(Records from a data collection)
/---

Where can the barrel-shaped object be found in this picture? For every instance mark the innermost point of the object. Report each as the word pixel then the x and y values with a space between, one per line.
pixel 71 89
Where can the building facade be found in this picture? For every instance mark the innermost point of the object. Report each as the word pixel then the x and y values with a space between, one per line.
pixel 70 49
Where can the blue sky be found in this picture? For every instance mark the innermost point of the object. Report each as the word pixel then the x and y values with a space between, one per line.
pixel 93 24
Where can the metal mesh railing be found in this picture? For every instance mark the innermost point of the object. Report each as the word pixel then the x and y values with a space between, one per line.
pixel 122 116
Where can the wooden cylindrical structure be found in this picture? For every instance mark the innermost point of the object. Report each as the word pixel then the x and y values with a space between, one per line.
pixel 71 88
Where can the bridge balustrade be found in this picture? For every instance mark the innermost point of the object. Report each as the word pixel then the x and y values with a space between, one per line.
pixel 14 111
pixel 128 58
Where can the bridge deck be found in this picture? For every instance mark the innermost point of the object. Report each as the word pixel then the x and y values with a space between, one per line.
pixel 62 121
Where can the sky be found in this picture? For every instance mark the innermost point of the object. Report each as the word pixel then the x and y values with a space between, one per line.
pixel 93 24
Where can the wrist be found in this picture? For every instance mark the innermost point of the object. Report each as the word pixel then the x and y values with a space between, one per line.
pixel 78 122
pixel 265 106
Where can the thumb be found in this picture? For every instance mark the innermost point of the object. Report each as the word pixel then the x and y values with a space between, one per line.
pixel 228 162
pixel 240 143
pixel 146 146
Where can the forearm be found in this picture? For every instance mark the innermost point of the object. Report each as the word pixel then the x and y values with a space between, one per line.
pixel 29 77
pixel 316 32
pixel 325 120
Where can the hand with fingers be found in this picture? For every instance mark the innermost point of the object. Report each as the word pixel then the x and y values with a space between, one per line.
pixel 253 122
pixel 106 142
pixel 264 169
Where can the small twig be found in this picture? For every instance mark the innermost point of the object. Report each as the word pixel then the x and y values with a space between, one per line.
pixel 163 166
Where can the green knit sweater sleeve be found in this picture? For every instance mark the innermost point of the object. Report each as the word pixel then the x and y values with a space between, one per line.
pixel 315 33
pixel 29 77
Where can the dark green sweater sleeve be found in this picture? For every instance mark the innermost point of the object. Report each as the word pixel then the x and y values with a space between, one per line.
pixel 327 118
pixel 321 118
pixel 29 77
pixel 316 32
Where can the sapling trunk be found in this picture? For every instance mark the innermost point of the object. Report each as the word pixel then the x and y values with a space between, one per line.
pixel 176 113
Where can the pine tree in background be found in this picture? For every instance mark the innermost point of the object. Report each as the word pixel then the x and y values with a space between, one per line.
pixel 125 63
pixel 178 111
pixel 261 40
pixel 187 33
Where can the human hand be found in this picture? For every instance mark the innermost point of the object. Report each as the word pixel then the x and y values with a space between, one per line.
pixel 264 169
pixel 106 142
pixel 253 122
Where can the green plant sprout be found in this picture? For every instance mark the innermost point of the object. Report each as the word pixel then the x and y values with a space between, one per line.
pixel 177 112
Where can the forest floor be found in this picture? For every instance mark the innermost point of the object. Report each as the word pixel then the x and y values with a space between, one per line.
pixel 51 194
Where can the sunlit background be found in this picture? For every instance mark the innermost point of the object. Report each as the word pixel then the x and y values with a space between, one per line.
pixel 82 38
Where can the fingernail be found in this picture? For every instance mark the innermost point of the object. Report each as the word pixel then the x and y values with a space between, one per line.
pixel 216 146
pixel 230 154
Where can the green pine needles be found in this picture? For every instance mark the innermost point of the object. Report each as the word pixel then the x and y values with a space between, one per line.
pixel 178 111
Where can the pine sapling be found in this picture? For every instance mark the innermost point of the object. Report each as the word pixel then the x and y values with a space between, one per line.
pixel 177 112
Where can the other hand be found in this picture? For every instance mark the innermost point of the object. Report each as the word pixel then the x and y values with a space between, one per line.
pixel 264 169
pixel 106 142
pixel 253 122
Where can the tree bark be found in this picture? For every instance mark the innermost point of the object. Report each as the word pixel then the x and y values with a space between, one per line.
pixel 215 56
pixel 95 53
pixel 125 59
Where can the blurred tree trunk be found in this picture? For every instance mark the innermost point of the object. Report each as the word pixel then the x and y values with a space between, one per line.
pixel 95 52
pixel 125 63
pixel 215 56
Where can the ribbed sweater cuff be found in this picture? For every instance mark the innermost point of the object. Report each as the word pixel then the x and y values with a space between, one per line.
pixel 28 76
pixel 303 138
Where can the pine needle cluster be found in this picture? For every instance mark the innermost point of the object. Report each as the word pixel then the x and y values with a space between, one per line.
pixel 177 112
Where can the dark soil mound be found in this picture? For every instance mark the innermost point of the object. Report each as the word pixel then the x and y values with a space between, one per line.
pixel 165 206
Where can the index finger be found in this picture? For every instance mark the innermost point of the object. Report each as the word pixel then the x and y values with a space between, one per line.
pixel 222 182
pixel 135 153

\---

## [THE TASK]
Reproduce the entries exactly as they appear.

## [ANSWER SPACE]
Where can the barrel-shaped object be found in this picture? For every instance mark the innermost point of the object. Report each as the word pixel then the x and y values with a space between, one per line.
pixel 71 89
Where can the building facade be found in this picture? For every instance mark the innermost point of the object. Report each as the word pixel then the x and y values with a space between, one per line.
pixel 70 49
Where can the blue sky be found in this picture? For every instance mark the innermost point of the object. Report each as the word pixel then the x and y values with a space between, one per line.
pixel 93 24
Where can the metal mesh railing be found in this picture? For every instance mark the innermost point of the object. Report each as the word pixel then the x and y values with a space between, one per line.
pixel 122 116
Where can the wooden cylindrical structure be found in this picture? For every instance mark the innermost point of the object. Report each as the word pixel then the x and y values with a space between, one per line.
pixel 71 88
Where can the bridge balustrade be found in this picture? For every instance mark the innermost point of the object. Report each as the word pixel then the x and y values with a space between, one per line.
pixel 14 111
pixel 128 58
Where can the bridge deck be found in this picture? For every instance mark the innermost point of the object. Report each as the word pixel then the x and y values with a space between, one per line.
pixel 62 121
Where can the sky be found in this picture? For every instance mark the innermost point of the object. Report each as the word pixel then the x and y values with a space between, one per line.
pixel 93 24
Where can the wrist be found in this picture? For every instance mark the innermost point of the object. Report each as the word pixel then the x and y values with a space between, one per line.
pixel 78 122
pixel 265 106
Where can the thumb be found in this picture? For every instance mark the innermost point of the object. Report each as the word pixel then the x and y values with a space between, one per line.
pixel 228 162
pixel 240 143
pixel 146 146
Where can the forearm be found in this picture? For every instance mark the innermost point of the object. Report each as the word pixel then the x and y values with a space between, one per line.
pixel 29 77
pixel 316 32
pixel 325 120
Where can the hand with fingers be found in this picture? For every instance mark the innermost point of the object. Report each as the word pixel then the x and y values with a space between, one per line.
pixel 253 122
pixel 106 142
pixel 264 169
Where can the small twig be found in this picture? For every instance mark the innermost point of the object. Report each as the word pixel then the x and y values with a space between, one per line.
pixel 163 166
Where can the green knit sweater sleeve be found in this picture? For every instance mark the innermost point of the object. Report each as the word pixel then the x and y values with a space between, one per line.
pixel 315 33
pixel 29 77
Where can the dark green sweater sleeve be found in this picture? For every instance mark the innermost point of the object. Report each as the word pixel then the x and y values with a space between, one per line.
pixel 327 118
pixel 321 118
pixel 29 77
pixel 316 32
Where can the sapling trunk be found in this picture? For every instance mark the innermost point of the object. Report each as the word pixel then the x and y values with a space between, one per line.
pixel 176 113
Where can the pine tree in background be found in this picture? For every instance mark the innermost point of the object. Report each as the word pixel then the x and y values with a space between, one per line.
pixel 125 63
pixel 178 111
pixel 261 40
pixel 187 33
Where can the human hand be found in this picture? For every instance mark the innermost point of the object. Report each as the word pixel then the x and y values with a space between, one per line.
pixel 264 169
pixel 106 142
pixel 253 122
Where can the green plant sprout be found in this picture? For every instance mark the innermost point of the object. Report each as the word pixel then the x and y values with a space between, one per line.
pixel 177 112
Where can the forest floor be found in this picture? For every instance mark the innermost point of the object. Report each as the word pixel then the x and y values with a space between, one per line.
pixel 51 194
Where can the sunlit background be found in this picture? For every instance mark the innermost point of the object. Report each as the word pixel then the x and y values with a space between, one per line.
pixel 82 38
Where can the fingernail be found in this picture? For every instance mark the innermost point of the object. Report each as the word pixel then the x and y values with a space between, one per line.
pixel 216 146
pixel 230 154
Where can the green pine needles be found in this picture? For every instance mark the innermost point of the object. Report each as the word pixel then the x and y values with a space between, one per line.
pixel 178 111
Where can the pine sapling be found in this picture? For every instance mark the innermost point of the object. Report each as the word pixel then the x and y values with a space between, one per line.
pixel 177 112
Where can the other hand be found in this picture? For every instance mark the innermost point of the object. Report each as the word pixel then the x and y values with a space between, one per line.
pixel 264 169
pixel 106 142
pixel 253 122
Where can the tree bark be found in this picture? For every instance mark the innermost point of the object. Report each as the word pixel then the x and y values with a space between, one per line.
pixel 215 56
pixel 95 53
pixel 125 59
Where can the blurred tree trunk be found in this picture? For every instance mark the innermost point of the object. Report each as the word pixel then the x and y values with a space between, one per line.
pixel 95 52
pixel 125 63
pixel 215 56
Where can the ribbed sweater cuff be found in this picture? For every instance mark the innermost point of the object. Report each as the word pixel then the x and y values with a space between, one per line.
pixel 28 76
pixel 303 138
Where can the pine needle cluster be found in this picture? For every instance mark the innermost point of the object. Report each as the word pixel then the x and y values with a space between, one per line.
pixel 177 112
Where can the dark soil mound be found in this picture? For every instance mark the innermost point of the object. Report each as the word pixel then the x and y values with a space between, one per line.
pixel 165 206
Where can the index finger be found in this picture? For every instance mark the innermost point of the object. Report each as the word pixel then the x and y values with a space between, one per line.
pixel 222 182
pixel 135 153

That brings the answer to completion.